Region labeling items:
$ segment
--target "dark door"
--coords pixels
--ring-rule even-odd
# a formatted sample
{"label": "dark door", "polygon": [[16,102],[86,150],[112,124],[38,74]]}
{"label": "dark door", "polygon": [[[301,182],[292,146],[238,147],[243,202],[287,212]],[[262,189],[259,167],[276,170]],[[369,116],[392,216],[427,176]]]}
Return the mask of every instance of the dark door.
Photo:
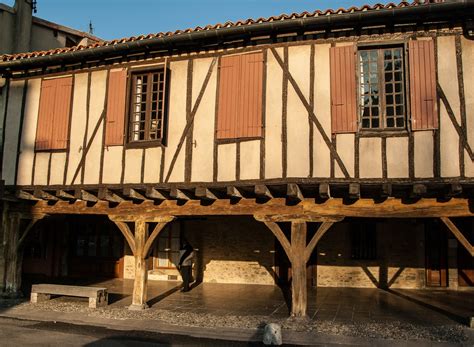
{"label": "dark door", "polygon": [[[470,220],[464,221],[458,227],[471,245],[474,244],[472,222]],[[462,287],[474,286],[474,257],[461,244],[458,244],[458,283]]]}
{"label": "dark door", "polygon": [[446,287],[447,276],[447,235],[438,221],[426,223],[426,285]]}

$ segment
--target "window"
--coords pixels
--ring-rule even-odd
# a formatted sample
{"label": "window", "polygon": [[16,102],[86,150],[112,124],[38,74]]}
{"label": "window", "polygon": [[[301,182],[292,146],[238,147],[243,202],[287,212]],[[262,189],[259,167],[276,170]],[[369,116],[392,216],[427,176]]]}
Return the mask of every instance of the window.
{"label": "window", "polygon": [[166,69],[131,74],[129,142],[162,141]]}
{"label": "window", "polygon": [[375,223],[352,223],[351,258],[355,260],[377,259],[377,233]]}
{"label": "window", "polygon": [[361,129],[406,128],[403,55],[403,47],[359,51]]}
{"label": "window", "polygon": [[72,83],[72,77],[42,81],[36,150],[67,149]]}
{"label": "window", "polygon": [[263,53],[220,61],[217,139],[262,136]]}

[Request]:
Exactly reproduce the entries above, minus the pictures.

[Complete response]:
$ segment
--target "dark door"
--coords pixels
--ring-rule even-odd
# a formatted sample
{"label": "dark door", "polygon": [[16,102],[86,150],[112,124],[38,74]]}
{"label": "dark door", "polygon": [[[301,182],[292,146],[238,147],[243,202],[287,212]],[[262,189],[259,167],[276,170]],[[369,116],[392,216],[427,176]]]}
Return the mask of every instance of the dark door.
Photo:
{"label": "dark door", "polygon": [[[470,220],[464,221],[458,227],[471,245],[474,244],[472,222]],[[462,287],[474,286],[474,257],[461,244],[458,244],[458,283]]]}
{"label": "dark door", "polygon": [[446,287],[447,276],[447,235],[438,221],[426,223],[426,285]]}

$ segment
--target "window"
--coords pixels
--ring-rule even-odd
# a formatted sample
{"label": "window", "polygon": [[16,102],[86,150],[112,124],[38,74]]}
{"label": "window", "polygon": [[[301,182],[292,146],[238,147],[243,202],[287,212]],[[262,189],[259,167],[276,170]],[[369,116],[392,216],[427,176]]]}
Return the mask of every instance of the window.
{"label": "window", "polygon": [[166,69],[131,74],[129,142],[162,141]]}
{"label": "window", "polygon": [[375,223],[352,223],[351,258],[355,260],[377,259],[377,233]]}
{"label": "window", "polygon": [[361,129],[406,128],[403,55],[403,47],[359,51]]}
{"label": "window", "polygon": [[72,83],[72,77],[42,81],[36,150],[67,149]]}
{"label": "window", "polygon": [[263,53],[220,61],[217,139],[262,136]]}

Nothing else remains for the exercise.